▸ **What is expected**: Taking the first line of the listing as the start and the line containing "Please answer as" as the end, reproduce everything in between exactly, both ends included.

▸ **Data for the task**:
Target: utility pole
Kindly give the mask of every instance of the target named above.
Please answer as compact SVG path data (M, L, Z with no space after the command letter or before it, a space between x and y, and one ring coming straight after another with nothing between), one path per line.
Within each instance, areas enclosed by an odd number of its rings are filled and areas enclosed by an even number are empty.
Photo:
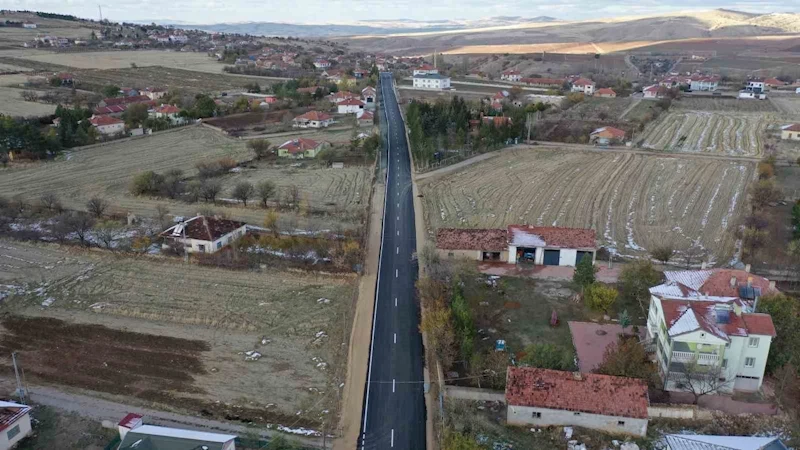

▸ **Response**:
Target: utility pole
Kindly give the mask of every instance of the target named above.
Please answer as compact SVG path data (M, L, Z with no space after the command letter or before it, a space between x and y, and one ring coming straight after another with nothing between), one path per line.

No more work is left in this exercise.